*Exercise aim*
Turn the part of the records that opens with the line containing "Indicate each instance of the paving" and runs through the end of the records into a JSON list of strings, with one string per line and blank lines left out.

* begin *

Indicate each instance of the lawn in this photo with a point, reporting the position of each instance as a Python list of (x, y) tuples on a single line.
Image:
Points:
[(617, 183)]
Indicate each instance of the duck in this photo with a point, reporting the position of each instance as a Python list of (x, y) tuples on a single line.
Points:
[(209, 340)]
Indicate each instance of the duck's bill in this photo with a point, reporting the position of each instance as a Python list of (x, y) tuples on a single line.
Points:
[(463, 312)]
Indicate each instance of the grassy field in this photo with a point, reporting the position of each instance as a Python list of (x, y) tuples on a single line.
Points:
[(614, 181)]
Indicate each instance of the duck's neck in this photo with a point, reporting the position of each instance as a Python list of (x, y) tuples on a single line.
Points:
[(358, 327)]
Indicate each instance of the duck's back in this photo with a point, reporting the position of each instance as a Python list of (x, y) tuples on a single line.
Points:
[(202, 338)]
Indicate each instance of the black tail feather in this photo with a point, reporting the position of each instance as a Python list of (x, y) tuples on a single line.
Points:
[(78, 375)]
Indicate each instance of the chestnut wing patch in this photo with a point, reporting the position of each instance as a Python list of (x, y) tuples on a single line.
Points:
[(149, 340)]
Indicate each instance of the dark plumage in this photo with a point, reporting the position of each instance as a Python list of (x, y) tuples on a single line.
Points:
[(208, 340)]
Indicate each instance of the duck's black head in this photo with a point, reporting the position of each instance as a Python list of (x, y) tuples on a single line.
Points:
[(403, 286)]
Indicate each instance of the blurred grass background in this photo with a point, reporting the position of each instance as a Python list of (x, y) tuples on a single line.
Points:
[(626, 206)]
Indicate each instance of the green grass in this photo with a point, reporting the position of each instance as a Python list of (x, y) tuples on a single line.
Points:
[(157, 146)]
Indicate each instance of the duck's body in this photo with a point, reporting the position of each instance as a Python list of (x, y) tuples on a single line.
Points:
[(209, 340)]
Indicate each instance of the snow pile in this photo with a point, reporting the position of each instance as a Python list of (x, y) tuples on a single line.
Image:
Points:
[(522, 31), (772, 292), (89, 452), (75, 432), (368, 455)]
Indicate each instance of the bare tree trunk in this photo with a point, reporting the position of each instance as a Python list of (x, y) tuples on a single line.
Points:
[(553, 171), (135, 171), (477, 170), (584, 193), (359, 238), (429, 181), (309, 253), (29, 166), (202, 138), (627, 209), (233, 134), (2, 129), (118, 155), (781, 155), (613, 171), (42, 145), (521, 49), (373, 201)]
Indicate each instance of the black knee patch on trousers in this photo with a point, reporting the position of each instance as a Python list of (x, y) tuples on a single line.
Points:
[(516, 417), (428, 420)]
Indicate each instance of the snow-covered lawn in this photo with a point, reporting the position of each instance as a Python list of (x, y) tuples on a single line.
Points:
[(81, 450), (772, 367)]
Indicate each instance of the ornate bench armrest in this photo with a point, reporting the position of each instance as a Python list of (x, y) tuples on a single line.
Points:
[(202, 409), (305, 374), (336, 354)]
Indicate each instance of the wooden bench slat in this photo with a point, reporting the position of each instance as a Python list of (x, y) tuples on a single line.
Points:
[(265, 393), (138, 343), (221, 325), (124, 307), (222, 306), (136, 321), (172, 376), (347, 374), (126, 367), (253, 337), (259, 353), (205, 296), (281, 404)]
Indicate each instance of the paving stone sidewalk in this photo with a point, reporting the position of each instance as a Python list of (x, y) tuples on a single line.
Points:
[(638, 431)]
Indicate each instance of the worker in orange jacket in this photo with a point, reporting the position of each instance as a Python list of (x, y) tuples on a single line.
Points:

* end *

*Written reply*
[
  "Indicate each instance of the paving stone sidewalk in this photo with a point, reporting the position of each instance as a Python list of (x, y) tuples on a single line.",
  "Points:",
  "[(638, 431)]",
  "Indicate each instance of the worker in orange jacket in this photo with a point, reporting the position of each instance as a Python list of (x, y) tuples on a single line.",
  "Points:"
]